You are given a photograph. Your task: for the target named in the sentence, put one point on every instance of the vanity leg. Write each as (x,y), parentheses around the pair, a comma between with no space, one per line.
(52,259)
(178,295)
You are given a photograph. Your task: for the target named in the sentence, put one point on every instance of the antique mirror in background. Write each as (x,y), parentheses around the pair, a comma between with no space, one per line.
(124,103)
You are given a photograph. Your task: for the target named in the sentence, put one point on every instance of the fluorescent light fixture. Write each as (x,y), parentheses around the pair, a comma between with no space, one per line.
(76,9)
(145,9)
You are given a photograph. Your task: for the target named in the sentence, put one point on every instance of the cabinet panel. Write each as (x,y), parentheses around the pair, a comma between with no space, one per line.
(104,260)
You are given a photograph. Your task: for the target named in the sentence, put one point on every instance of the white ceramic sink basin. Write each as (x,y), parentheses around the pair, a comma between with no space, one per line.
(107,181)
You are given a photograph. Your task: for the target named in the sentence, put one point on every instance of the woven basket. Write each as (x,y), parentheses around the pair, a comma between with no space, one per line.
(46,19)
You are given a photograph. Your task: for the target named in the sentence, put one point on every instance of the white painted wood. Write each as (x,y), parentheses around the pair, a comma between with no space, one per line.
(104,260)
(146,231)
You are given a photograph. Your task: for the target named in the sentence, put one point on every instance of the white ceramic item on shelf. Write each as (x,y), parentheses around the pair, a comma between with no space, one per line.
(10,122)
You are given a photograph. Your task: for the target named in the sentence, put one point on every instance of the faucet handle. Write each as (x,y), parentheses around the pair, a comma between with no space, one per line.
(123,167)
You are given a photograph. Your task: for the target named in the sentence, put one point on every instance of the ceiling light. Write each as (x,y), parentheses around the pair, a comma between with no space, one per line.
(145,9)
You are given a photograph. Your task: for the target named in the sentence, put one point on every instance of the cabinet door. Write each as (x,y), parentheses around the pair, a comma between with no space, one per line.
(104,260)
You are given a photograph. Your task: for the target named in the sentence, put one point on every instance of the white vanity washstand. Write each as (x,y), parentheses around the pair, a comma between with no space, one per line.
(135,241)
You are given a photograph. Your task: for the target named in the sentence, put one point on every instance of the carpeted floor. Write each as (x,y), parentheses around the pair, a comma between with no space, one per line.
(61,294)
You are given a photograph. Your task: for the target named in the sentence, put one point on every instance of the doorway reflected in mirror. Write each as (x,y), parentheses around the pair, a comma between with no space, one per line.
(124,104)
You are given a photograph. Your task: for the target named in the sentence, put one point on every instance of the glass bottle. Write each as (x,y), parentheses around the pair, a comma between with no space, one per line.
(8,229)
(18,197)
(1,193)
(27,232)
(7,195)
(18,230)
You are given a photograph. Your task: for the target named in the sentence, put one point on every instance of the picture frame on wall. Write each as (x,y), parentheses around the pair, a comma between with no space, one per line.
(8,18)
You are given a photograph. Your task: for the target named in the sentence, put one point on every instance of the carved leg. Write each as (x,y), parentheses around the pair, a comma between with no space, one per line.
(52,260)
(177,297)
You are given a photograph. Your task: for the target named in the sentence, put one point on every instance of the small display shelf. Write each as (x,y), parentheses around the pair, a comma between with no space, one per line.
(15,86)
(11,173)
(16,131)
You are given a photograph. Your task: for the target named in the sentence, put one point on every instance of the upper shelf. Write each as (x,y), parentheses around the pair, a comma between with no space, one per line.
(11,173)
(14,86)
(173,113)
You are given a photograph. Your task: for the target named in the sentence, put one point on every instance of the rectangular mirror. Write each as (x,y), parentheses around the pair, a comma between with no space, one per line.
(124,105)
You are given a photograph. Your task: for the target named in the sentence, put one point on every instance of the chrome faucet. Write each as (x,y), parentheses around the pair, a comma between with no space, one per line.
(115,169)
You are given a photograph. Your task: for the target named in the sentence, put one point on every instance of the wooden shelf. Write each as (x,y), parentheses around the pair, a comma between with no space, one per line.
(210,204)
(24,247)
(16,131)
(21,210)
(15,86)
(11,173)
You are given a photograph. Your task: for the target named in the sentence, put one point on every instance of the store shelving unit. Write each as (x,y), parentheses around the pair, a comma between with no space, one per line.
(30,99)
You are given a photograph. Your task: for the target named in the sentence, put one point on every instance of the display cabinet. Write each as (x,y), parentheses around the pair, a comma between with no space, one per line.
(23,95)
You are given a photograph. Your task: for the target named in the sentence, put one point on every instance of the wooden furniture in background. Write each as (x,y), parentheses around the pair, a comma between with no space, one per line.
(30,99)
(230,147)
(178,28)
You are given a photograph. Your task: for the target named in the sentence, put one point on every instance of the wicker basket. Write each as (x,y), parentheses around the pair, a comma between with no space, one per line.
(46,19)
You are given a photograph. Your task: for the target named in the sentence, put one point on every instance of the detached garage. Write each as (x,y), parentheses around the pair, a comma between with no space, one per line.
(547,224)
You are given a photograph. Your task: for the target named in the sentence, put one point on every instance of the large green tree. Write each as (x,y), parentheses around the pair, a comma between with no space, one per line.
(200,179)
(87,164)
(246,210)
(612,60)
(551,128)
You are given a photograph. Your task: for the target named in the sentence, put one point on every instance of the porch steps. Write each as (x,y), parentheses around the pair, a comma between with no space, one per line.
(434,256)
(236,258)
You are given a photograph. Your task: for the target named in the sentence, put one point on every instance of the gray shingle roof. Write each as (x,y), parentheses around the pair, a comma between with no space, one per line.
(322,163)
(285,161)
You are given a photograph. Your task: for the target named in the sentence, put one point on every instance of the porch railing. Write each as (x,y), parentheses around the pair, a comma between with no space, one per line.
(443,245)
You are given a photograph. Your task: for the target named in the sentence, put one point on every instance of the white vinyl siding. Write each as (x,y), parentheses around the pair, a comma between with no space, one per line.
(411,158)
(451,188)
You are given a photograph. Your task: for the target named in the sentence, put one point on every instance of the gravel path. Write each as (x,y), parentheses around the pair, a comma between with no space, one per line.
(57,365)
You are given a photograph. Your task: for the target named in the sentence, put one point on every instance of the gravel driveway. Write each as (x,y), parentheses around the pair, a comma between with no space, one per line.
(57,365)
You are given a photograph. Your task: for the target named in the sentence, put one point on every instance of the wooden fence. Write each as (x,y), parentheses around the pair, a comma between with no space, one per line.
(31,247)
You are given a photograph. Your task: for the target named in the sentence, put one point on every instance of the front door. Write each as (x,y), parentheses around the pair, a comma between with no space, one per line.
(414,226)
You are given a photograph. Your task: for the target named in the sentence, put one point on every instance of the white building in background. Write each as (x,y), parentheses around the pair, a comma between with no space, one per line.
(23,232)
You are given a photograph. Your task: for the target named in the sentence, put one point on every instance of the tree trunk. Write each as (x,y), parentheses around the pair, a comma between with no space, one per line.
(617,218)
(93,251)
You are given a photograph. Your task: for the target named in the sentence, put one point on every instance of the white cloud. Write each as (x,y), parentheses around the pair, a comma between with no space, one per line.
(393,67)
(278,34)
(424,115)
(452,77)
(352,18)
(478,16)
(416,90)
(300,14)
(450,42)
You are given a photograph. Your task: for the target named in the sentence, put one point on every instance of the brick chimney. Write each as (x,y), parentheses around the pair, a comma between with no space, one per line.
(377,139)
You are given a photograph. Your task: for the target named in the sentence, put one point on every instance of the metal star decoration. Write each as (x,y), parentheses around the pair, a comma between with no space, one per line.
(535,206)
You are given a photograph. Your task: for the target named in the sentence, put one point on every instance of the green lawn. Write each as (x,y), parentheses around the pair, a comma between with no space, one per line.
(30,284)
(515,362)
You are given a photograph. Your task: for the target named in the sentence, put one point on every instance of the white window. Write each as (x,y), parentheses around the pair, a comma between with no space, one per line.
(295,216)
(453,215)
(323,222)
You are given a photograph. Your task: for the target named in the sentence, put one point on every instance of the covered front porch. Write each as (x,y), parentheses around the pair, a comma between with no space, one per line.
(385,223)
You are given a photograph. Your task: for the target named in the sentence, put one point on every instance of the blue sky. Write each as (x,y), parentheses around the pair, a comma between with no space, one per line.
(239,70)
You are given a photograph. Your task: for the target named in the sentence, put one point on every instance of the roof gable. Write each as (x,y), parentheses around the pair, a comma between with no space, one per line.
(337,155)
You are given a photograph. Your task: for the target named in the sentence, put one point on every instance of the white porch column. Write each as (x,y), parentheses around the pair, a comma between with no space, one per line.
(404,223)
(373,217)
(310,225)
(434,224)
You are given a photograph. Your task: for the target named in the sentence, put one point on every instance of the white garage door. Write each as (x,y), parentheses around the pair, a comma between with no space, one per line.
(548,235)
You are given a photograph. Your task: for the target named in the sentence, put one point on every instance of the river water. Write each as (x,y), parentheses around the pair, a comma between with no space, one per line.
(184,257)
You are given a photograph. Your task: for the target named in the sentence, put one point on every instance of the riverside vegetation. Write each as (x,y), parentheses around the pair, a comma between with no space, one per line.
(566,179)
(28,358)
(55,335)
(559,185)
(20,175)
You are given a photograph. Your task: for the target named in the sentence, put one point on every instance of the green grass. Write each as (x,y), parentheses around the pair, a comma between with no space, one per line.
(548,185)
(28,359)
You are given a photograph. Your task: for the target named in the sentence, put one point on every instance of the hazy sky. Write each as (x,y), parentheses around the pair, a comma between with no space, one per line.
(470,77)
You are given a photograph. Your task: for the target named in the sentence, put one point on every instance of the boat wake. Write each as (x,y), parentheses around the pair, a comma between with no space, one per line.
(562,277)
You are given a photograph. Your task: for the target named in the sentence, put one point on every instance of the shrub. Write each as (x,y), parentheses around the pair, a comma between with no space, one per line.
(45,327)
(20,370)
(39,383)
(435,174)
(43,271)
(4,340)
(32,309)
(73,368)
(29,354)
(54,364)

● ● ● ● ● ● ●

Repeat only the stretch of lines that opens with the line containing "of the hazy" and closes with the final line of the entries, both included, exactly as written.

You are given a photograph. Your task: for the target named in the sentence, put one point on every instance of the hazy sky. Write each as (x,y), parentheses around the pair, a comma between with no space, one per line.
(470,77)
You are given a photograph. Your task: for the target named in the sentence, put one point on every instance of the boat wake. Write each as (x,y), parentheses around the pair, a comma between with no space, one per line.
(562,277)
You are given a photograph. Your task: for the target named in the sentence, put one point on every instance of the shrub. Write each as (x,y), parentheses around the pair, a comma between with no space, one per line.
(45,327)
(20,370)
(39,383)
(435,174)
(43,271)
(4,340)
(32,309)
(73,368)
(29,354)
(54,364)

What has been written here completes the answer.